_TASK TO COMPLETE_
Copy out all of the entries exactly as they appear.

Stored data:
------------------------------------------------------------------------
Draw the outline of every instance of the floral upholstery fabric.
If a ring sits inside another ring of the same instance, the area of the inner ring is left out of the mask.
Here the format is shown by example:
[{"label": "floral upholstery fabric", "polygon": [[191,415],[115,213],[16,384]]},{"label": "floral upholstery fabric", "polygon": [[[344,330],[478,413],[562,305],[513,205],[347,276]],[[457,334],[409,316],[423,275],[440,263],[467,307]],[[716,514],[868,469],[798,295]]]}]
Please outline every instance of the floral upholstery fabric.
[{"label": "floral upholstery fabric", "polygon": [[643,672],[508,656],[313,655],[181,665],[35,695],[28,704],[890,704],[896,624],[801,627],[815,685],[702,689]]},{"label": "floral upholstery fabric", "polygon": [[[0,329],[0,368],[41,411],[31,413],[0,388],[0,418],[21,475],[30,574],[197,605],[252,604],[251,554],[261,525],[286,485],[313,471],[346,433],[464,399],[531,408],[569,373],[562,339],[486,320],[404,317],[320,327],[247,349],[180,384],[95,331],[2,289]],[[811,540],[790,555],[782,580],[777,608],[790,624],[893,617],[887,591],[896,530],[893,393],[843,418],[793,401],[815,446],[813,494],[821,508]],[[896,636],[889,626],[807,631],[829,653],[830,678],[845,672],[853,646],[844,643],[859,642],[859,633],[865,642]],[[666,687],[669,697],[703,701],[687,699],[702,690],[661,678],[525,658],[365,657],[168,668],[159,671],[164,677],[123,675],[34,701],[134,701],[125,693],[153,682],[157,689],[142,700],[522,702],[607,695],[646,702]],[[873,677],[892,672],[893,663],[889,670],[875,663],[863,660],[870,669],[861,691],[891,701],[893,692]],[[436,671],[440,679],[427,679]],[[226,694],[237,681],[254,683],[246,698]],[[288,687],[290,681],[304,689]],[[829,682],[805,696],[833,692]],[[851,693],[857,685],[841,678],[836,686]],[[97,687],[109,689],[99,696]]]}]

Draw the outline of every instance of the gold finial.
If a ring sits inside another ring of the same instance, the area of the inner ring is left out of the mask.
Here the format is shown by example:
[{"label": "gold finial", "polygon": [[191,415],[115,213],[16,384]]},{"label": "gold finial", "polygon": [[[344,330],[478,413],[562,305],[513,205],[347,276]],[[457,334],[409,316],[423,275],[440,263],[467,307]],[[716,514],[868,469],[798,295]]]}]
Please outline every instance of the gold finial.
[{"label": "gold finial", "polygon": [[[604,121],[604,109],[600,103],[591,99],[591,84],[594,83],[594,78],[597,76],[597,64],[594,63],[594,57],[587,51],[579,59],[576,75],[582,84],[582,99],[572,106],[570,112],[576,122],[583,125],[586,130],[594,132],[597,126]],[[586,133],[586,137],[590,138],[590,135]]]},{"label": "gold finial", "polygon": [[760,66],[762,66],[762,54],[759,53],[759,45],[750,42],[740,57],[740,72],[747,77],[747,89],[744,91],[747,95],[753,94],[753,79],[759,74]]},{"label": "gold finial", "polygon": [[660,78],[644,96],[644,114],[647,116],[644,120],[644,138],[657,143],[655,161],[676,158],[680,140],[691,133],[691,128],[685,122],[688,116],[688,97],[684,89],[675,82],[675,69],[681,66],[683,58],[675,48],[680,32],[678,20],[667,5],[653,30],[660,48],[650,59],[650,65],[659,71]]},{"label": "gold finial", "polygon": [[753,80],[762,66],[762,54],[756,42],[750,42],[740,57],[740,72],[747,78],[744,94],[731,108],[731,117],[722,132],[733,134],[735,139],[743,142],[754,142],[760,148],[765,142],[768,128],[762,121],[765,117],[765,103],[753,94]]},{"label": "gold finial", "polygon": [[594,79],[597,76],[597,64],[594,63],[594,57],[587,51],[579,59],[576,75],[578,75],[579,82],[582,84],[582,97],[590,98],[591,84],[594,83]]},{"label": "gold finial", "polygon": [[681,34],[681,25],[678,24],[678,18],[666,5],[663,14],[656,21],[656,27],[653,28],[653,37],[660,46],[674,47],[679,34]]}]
------------------------------------------------------------------------
_EXERCISE SOLUTION_
Draw the outline of every instance of the floral upholstery fabric.
If a ring sits inside another ring of the same instance, the area of the inner ring is left out of the mask.
Here the format is shown by example:
[{"label": "floral upholstery fabric", "polygon": [[191,415],[115,213],[16,384]]},{"label": "floral upholstery fabric", "polygon": [[[344,330],[478,413],[562,305],[513,205],[347,276]],[[457,334],[409,316],[423,275],[440,263],[467,307]],[[716,514],[868,469],[798,295]]]}]
Please outline every instance of the floral upholstery fabric.
[{"label": "floral upholstery fabric", "polygon": [[643,672],[508,656],[313,655],[181,665],[35,695],[28,704],[890,704],[896,624],[801,627],[815,685],[702,689]]},{"label": "floral upholstery fabric", "polygon": [[[0,329],[0,368],[41,411],[31,413],[0,388],[0,418],[21,475],[30,574],[197,605],[252,604],[251,554],[261,525],[286,485],[313,471],[346,433],[464,399],[531,408],[569,373],[562,339],[486,320],[404,317],[320,327],[247,349],[180,384],[95,331],[2,289]],[[811,540],[790,555],[782,580],[777,608],[790,624],[893,617],[887,591],[896,530],[893,393],[843,418],[793,401],[815,446],[813,494],[821,508]],[[896,636],[889,626],[807,631],[829,653],[830,678],[845,672],[853,646],[844,643],[859,642],[859,633],[865,642]],[[666,687],[669,697],[703,701],[687,699],[702,690],[661,678],[525,658],[365,657],[168,668],[159,671],[164,677],[123,675],[34,701],[134,701],[125,693],[153,682],[157,689],[142,700],[522,702],[607,695],[646,702]],[[873,677],[892,672],[893,663],[889,670],[875,663],[863,660],[870,669],[861,691],[891,701],[893,692]],[[436,671],[440,679],[427,679]],[[226,694],[237,681],[254,683],[246,698]],[[288,687],[290,681],[304,689]],[[829,682],[805,696],[833,692]],[[851,693],[857,685],[841,678],[836,686]],[[97,687],[109,689],[99,696]]]}]

Draw the outline of every instance of the gold finial.
If a ring sits inside another ring of the same instance, the area of the inner ring is left out of the mask.
Here the format is shown by example:
[{"label": "gold finial", "polygon": [[191,415],[115,213],[16,384]]},{"label": "gold finial", "polygon": [[[344,330],[478,413],[562,305],[513,205],[347,276]],[[457,334],[409,316],[423,275],[440,263],[467,307]],[[716,514],[868,469],[798,295]]]}]
Please outline every instance of the gold finial.
[{"label": "gold finial", "polygon": [[[604,121],[604,109],[600,103],[591,99],[591,84],[594,83],[594,78],[597,76],[597,64],[594,63],[594,57],[587,51],[579,59],[576,75],[582,84],[582,99],[572,106],[570,112],[576,122],[583,125],[586,130],[594,132],[597,126]],[[586,133],[586,137],[590,138],[590,135]]]},{"label": "gold finial", "polygon": [[760,66],[762,66],[762,54],[759,53],[759,45],[750,42],[740,57],[740,72],[747,77],[747,89],[744,91],[747,95],[753,94],[753,79],[759,74]]},{"label": "gold finial", "polygon": [[660,78],[644,96],[644,114],[647,116],[644,120],[644,138],[657,143],[655,161],[676,158],[680,140],[691,133],[691,128],[685,122],[688,116],[688,97],[684,89],[675,82],[675,69],[681,66],[683,58],[675,48],[680,32],[678,20],[667,5],[653,30],[660,48],[650,59],[650,65],[659,71]]},{"label": "gold finial", "polygon": [[753,80],[762,66],[762,54],[756,42],[750,42],[740,57],[740,72],[747,78],[744,94],[731,108],[731,117],[722,132],[733,134],[735,139],[743,142],[754,142],[760,148],[765,142],[768,128],[762,121],[765,117],[765,103],[753,94]]},{"label": "gold finial", "polygon": [[594,79],[597,76],[597,64],[594,63],[594,57],[587,51],[579,59],[576,75],[578,75],[579,82],[582,84],[582,97],[590,98],[591,84],[594,83]]},{"label": "gold finial", "polygon": [[681,34],[681,25],[678,24],[678,18],[666,5],[663,14],[656,21],[656,27],[653,28],[653,37],[660,46],[674,47],[679,34]]}]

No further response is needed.